**What is required**
Rewrite the stretch from the line that contains "In the photo below, where can the white" through the end of the records below, switching "white table surface" to "glass table surface" and keeping everything else the same. Leave the pictures out of your answer.

**Records shown**

__________________________________________________

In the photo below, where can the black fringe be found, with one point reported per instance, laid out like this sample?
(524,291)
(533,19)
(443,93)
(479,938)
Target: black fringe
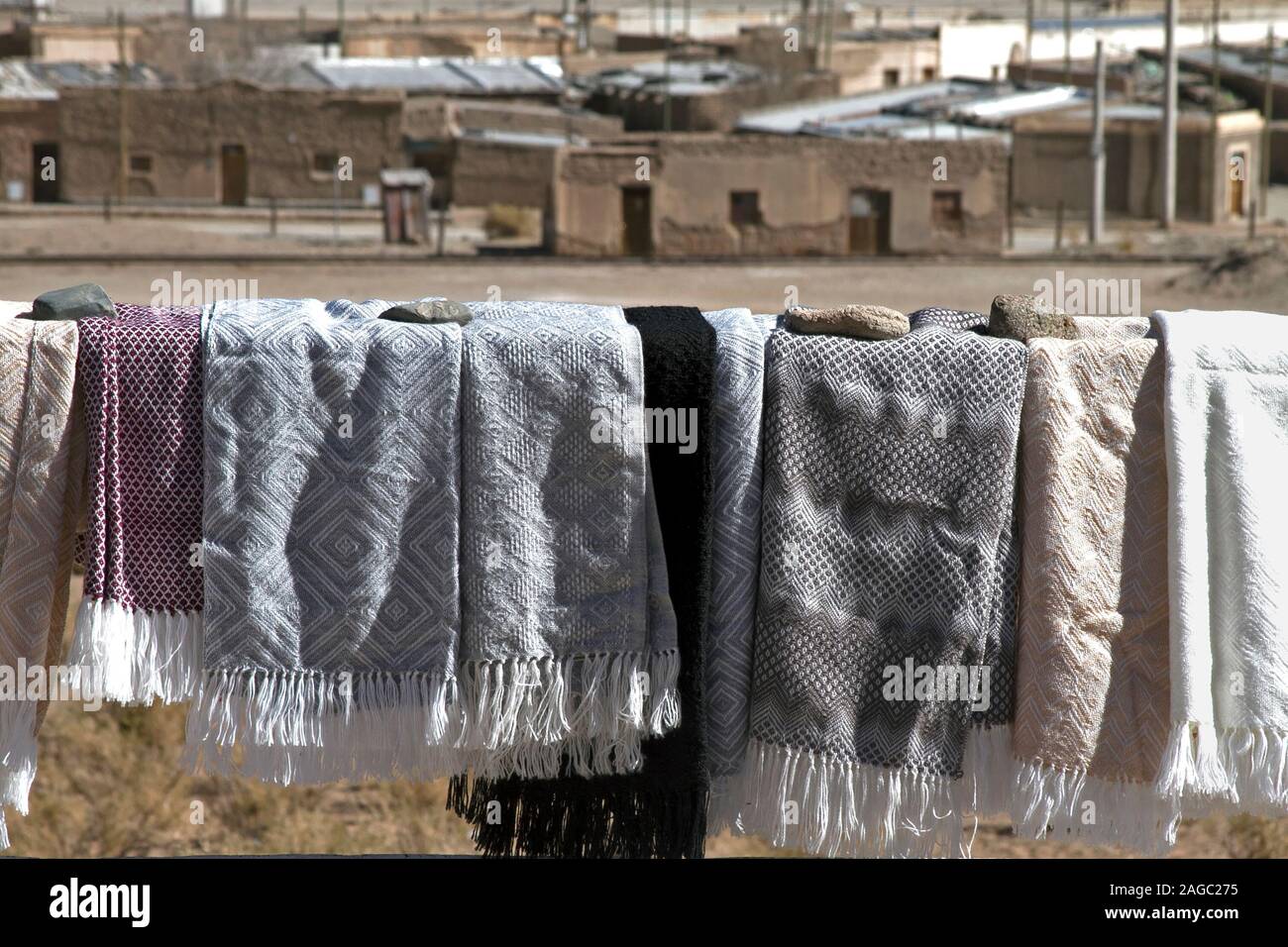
(608,817)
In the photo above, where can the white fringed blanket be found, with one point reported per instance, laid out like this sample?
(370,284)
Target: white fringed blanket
(40,482)
(1091,718)
(1227,424)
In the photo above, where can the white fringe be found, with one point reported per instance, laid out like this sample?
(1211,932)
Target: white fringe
(845,808)
(17,758)
(990,771)
(138,656)
(1257,759)
(500,718)
(524,716)
(1052,802)
(17,753)
(305,727)
(1228,771)
(724,806)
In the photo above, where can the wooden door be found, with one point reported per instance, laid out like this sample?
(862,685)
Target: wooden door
(636,222)
(870,222)
(233,174)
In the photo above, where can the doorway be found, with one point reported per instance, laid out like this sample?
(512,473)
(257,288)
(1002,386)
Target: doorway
(1236,172)
(870,222)
(44,183)
(233,175)
(636,222)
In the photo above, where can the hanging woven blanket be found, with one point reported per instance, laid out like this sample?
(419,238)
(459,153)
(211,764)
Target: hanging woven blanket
(1225,412)
(661,810)
(735,539)
(361,620)
(888,488)
(988,766)
(1093,682)
(42,466)
(140,625)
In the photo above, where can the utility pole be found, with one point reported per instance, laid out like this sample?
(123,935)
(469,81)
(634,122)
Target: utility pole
(1028,40)
(1269,111)
(1216,98)
(828,13)
(1068,44)
(1098,151)
(1168,145)
(666,68)
(123,132)
(804,37)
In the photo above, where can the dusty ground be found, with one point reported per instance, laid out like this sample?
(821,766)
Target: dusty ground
(761,286)
(111,783)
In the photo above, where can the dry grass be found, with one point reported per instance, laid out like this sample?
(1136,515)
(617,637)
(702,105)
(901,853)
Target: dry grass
(111,784)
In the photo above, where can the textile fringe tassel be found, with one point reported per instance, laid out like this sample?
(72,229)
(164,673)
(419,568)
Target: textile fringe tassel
(724,810)
(527,718)
(138,656)
(1232,770)
(17,753)
(990,771)
(305,727)
(1068,805)
(583,818)
(514,716)
(823,805)
(17,759)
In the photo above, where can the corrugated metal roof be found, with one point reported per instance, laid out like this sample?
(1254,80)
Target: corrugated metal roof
(18,82)
(700,77)
(77,75)
(42,80)
(787,120)
(459,76)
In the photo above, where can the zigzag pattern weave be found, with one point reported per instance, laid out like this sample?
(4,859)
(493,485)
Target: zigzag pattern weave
(141,379)
(1227,421)
(42,457)
(1093,685)
(362,618)
(735,536)
(889,479)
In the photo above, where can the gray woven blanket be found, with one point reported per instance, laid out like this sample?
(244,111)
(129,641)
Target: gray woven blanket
(889,476)
(349,630)
(735,543)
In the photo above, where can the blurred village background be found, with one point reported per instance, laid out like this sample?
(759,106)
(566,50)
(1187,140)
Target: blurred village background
(597,150)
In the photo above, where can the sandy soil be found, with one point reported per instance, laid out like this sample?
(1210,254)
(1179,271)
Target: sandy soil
(763,286)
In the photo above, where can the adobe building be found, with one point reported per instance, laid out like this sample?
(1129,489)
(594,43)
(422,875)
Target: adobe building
(1215,176)
(777,195)
(483,153)
(228,144)
(704,95)
(29,134)
(862,59)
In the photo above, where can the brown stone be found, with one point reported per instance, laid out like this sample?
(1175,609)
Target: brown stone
(1017,316)
(857,321)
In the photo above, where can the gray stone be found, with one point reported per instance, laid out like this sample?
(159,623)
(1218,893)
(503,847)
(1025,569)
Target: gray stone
(429,311)
(857,321)
(1022,317)
(72,303)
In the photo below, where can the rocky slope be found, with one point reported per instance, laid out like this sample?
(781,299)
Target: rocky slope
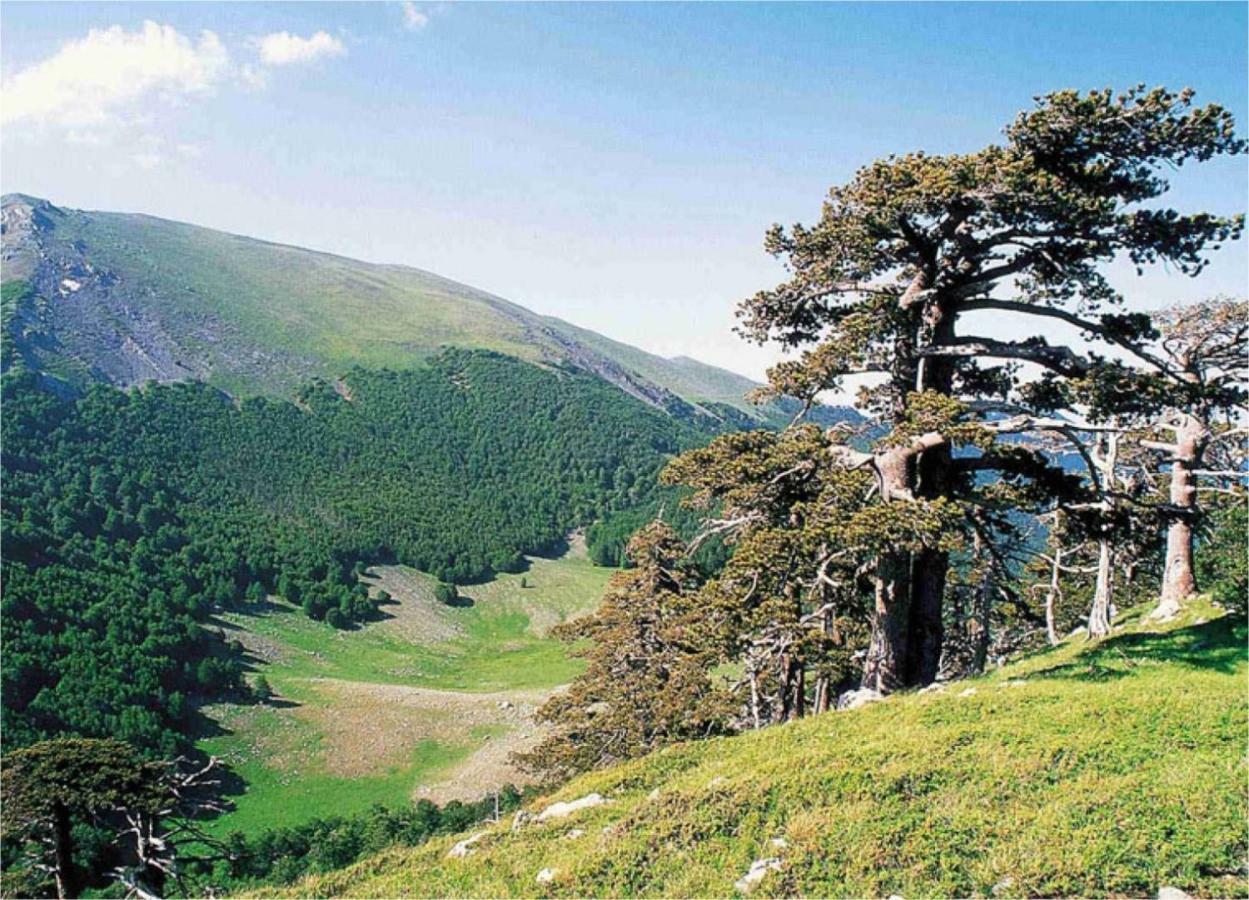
(129,298)
(1109,768)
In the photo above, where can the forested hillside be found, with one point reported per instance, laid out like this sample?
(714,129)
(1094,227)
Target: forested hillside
(133,516)
(1092,769)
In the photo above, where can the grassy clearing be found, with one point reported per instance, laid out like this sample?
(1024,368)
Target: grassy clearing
(377,714)
(1094,769)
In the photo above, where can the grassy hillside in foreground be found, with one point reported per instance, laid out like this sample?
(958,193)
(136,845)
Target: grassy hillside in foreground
(1105,769)
(405,708)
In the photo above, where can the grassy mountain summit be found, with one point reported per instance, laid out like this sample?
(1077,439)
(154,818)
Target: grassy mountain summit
(1108,768)
(128,298)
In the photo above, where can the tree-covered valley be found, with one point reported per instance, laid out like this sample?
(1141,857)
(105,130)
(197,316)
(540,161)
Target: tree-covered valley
(396,632)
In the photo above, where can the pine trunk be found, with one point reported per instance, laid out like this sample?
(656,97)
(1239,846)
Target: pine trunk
(886,665)
(1179,579)
(1099,617)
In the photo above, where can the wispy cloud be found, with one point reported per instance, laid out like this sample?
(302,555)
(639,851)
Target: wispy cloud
(110,73)
(282,48)
(414,19)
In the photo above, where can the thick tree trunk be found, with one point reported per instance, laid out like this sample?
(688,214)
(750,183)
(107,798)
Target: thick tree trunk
(887,665)
(63,840)
(927,629)
(884,668)
(1103,596)
(981,614)
(1179,579)
(931,567)
(1056,572)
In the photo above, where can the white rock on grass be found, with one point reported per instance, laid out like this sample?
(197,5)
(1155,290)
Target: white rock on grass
(465,846)
(558,810)
(853,699)
(760,869)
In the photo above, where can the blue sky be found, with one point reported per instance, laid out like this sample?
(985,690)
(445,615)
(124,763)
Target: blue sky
(615,165)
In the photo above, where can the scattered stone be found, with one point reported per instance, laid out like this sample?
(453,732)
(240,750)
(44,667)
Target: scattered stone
(853,699)
(521,819)
(758,870)
(558,810)
(465,846)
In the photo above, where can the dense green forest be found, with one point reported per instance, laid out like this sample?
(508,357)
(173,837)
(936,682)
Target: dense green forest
(130,517)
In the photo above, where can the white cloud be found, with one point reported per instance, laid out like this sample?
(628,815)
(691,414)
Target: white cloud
(282,48)
(254,78)
(414,19)
(106,74)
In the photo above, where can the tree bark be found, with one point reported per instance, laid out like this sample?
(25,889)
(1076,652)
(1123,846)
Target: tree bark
(981,612)
(1099,616)
(1179,578)
(1103,594)
(884,668)
(63,838)
(1053,593)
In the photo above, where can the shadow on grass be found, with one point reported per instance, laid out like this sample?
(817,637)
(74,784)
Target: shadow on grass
(1217,645)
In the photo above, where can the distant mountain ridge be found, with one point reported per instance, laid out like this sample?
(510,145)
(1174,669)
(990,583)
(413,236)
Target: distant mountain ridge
(128,298)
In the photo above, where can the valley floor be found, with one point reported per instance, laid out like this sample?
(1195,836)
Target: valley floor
(426,703)
(1094,769)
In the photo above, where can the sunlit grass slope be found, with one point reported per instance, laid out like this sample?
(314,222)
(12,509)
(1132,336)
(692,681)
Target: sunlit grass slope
(370,715)
(1094,769)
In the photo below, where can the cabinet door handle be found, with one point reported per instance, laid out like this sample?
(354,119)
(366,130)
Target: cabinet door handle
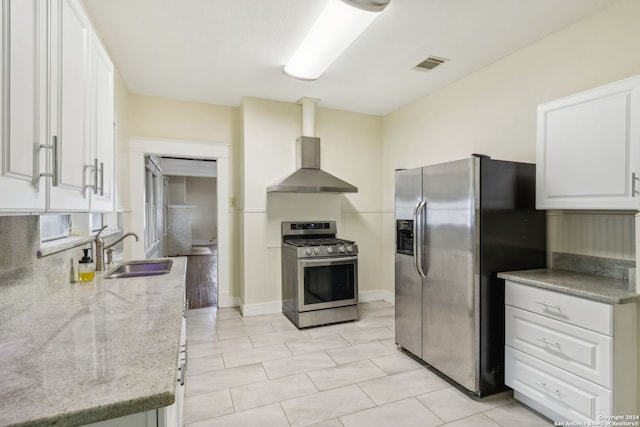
(95,176)
(546,304)
(546,387)
(54,160)
(181,377)
(544,340)
(101,178)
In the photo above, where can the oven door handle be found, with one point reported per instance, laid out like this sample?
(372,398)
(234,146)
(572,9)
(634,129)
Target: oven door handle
(328,261)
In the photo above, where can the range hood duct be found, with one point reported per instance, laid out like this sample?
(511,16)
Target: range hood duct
(309,178)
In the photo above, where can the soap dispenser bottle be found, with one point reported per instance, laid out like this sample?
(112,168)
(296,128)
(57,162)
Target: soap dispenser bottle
(86,268)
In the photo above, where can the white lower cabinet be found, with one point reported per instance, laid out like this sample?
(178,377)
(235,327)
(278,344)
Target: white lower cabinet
(570,358)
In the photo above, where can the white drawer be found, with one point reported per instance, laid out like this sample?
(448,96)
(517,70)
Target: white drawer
(585,313)
(578,350)
(566,394)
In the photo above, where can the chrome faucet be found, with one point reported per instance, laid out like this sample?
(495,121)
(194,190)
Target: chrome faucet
(100,247)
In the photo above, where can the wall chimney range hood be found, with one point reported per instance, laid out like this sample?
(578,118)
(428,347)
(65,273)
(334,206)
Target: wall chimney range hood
(309,178)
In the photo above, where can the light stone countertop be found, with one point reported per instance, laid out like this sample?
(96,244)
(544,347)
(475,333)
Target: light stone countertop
(597,288)
(93,351)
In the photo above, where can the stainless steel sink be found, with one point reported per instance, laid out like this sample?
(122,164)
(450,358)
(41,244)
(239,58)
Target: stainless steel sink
(141,268)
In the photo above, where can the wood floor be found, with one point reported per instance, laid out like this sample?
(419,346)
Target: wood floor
(202,279)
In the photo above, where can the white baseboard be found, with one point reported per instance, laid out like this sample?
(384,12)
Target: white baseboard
(204,242)
(368,296)
(225,300)
(260,309)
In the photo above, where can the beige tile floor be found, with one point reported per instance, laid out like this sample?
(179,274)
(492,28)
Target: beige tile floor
(263,371)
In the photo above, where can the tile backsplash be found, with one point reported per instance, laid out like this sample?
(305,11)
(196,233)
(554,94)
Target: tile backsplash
(26,279)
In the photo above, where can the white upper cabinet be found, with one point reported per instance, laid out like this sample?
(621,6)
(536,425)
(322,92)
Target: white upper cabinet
(70,109)
(588,149)
(102,129)
(57,146)
(23,111)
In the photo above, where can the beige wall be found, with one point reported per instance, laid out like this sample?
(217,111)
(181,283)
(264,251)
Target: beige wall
(493,111)
(122,141)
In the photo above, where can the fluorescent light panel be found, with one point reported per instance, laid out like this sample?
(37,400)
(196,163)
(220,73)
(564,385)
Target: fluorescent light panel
(336,28)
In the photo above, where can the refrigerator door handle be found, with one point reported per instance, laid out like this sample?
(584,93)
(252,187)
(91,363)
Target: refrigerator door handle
(416,231)
(417,238)
(423,222)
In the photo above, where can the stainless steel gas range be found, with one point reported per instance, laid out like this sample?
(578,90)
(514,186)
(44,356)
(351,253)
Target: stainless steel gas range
(319,274)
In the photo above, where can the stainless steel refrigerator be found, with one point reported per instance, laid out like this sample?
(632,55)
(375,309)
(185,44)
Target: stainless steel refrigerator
(457,225)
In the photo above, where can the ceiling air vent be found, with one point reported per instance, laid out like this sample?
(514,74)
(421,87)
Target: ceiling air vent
(430,63)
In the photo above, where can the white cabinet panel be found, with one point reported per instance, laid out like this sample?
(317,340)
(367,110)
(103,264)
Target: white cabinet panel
(592,315)
(588,148)
(562,392)
(102,128)
(577,350)
(70,79)
(570,357)
(23,32)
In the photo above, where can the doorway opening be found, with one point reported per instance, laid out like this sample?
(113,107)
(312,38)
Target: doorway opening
(209,270)
(192,224)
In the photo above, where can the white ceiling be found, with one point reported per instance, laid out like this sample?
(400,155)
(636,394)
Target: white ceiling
(217,51)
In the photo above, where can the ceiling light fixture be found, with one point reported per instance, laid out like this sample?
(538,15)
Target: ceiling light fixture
(339,24)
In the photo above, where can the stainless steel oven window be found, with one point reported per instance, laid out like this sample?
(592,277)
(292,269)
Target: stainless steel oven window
(326,283)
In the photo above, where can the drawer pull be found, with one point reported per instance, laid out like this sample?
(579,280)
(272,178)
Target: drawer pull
(544,340)
(546,304)
(546,387)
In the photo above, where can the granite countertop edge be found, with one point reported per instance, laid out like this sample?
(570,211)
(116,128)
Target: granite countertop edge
(104,413)
(596,288)
(87,299)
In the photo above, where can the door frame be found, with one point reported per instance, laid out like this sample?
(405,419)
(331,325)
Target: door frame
(141,146)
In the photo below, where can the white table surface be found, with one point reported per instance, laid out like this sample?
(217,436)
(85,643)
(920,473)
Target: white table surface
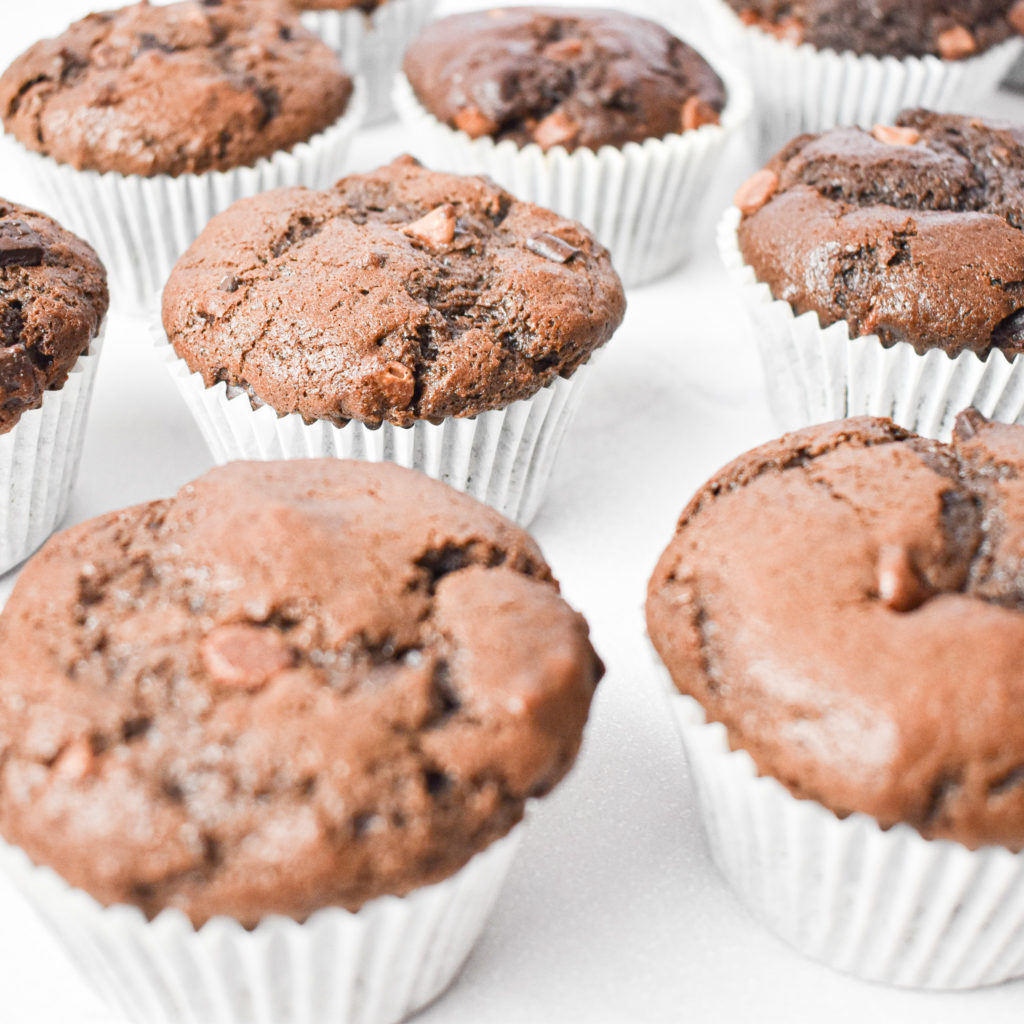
(612,911)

__________________________________________________

**Exercise solution**
In the photo below, where can the glass table surface be found, with one point reported per instance, laid out like this sample?
(217,436)
(85,643)
(920,473)
Target: glass table surface
(612,911)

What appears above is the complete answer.